GIVEN TEXT –

========================

What's Going on with the Open LLM Leaderboard?

garciasn · on June 23, 2023

From the article:

> We can see that for the same dataset, both absolute scores and model rankings (see the first figure) are very sensitive to the evaluation method we decide to use.

[...]

> Different models may fare differently when evaluated one way or another as we see above when the rankings change. To keep this as fair as possible, one may be tempted to select an implementation where the average score for all tested models is the highest so that we "unlock" as much capabilities as possible from the models. In our case, that would mean using the loglikelihood option of the original implementation. But as we saw above, using the loglikelihood is also giving some indications to the model in some way by restricting the scope of possible answers, and thus is helping the less powerful models maybe too much. Also Loglikelihood is easy to access for open-source models but is not always exposed for closed source API models.

========================

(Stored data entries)
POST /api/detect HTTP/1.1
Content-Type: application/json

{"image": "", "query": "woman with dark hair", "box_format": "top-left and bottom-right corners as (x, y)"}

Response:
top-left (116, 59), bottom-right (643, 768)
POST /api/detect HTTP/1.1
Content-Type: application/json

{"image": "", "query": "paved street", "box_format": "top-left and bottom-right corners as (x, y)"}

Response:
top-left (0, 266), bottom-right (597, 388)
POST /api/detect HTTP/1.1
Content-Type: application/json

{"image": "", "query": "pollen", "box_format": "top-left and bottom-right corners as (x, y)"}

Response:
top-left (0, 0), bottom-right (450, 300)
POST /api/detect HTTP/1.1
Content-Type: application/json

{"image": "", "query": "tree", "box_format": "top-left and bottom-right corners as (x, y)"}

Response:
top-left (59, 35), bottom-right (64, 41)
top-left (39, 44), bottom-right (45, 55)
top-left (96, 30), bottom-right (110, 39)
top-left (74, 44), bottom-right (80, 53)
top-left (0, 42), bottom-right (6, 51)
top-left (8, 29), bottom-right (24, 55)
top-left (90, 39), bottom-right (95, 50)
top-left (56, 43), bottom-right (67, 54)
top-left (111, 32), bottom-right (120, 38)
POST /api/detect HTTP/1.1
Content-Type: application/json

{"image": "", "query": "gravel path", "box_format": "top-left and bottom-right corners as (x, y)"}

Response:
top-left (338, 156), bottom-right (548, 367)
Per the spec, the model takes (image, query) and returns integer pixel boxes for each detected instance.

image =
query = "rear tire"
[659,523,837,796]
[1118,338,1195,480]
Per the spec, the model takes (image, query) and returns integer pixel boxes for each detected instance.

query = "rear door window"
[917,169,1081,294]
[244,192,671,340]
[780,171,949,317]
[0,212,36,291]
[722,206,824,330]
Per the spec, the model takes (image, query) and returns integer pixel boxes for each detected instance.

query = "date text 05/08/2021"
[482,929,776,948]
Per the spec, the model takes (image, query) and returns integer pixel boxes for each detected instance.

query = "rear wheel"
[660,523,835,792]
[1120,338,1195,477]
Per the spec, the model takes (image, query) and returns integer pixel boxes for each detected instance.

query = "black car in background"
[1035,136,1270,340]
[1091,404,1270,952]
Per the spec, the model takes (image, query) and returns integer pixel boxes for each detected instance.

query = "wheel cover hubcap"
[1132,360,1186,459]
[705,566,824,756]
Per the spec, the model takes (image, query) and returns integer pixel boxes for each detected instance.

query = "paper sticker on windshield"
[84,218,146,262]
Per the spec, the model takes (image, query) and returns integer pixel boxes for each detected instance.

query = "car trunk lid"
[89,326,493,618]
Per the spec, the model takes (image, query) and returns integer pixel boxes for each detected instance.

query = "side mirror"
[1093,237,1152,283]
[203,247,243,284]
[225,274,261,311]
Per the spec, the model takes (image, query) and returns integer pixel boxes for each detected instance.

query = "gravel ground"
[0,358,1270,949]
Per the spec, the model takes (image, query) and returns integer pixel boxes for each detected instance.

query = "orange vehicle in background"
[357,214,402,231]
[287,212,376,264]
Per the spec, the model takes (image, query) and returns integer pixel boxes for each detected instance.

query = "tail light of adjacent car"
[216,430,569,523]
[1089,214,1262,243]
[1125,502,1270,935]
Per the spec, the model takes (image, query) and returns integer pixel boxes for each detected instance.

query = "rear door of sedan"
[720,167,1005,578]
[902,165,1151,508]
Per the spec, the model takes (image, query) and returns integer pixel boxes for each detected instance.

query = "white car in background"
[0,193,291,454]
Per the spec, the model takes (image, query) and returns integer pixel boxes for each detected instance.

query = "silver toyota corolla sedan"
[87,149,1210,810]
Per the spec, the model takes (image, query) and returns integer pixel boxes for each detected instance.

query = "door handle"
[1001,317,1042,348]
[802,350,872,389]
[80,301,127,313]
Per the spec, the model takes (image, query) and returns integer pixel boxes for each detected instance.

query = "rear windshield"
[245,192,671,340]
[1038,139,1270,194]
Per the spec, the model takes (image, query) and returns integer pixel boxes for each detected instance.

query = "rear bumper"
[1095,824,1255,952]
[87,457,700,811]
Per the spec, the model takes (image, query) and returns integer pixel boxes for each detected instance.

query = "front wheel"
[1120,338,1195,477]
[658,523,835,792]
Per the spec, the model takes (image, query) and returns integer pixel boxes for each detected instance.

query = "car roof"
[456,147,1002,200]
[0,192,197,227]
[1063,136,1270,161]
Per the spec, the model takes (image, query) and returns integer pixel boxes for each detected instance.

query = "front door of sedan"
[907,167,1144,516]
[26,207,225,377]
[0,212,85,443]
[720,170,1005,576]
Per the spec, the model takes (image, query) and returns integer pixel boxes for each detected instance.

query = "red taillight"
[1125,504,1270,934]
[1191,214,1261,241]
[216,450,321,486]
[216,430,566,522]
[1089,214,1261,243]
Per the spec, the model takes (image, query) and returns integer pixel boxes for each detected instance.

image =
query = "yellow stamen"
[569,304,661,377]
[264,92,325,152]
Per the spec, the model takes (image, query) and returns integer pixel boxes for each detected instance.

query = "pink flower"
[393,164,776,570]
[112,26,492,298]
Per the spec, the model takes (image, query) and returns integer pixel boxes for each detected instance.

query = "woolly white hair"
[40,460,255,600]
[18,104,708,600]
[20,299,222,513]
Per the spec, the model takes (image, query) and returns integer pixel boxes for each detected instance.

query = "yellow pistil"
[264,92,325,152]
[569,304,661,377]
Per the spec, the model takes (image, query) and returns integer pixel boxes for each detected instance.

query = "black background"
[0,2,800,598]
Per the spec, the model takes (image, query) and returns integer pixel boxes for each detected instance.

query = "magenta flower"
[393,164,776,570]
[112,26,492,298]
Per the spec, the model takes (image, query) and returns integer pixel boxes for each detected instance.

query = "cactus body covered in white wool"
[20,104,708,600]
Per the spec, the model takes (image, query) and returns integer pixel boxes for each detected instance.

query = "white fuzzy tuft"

========================

TASK DESCRIPTION – Reproduce the forum post about the Open LLM Leaderboard in full, word for word.

RESULT –
What's Going on with the Open LLM Leaderboard?

garciasn · on June 23, 2023

From the article:

> We can see that for the same dataset, both absolute scores and model rankings (see the first figure) are very sensitive to the evaluation method we decide to use.

[...]

> Different models may fare differently when evaluated one way or another as we see above when the rankings change. To keep this as fair as possible, one may be tempted to select an implementation where the average score for all tested models is the highest so that we "unlock" as much capabilities as possible from the models. In our case, that would mean using the loglikelihood option of the original implementation. But as we saw above, using the loglikelihood is also giving some indications to the model in some way by restricting the scope of possible answers, and thus is helping the less powerful models maybe too much. Also Loglikelihood is easy to access for open-source models but is not always exposed for closed source API models.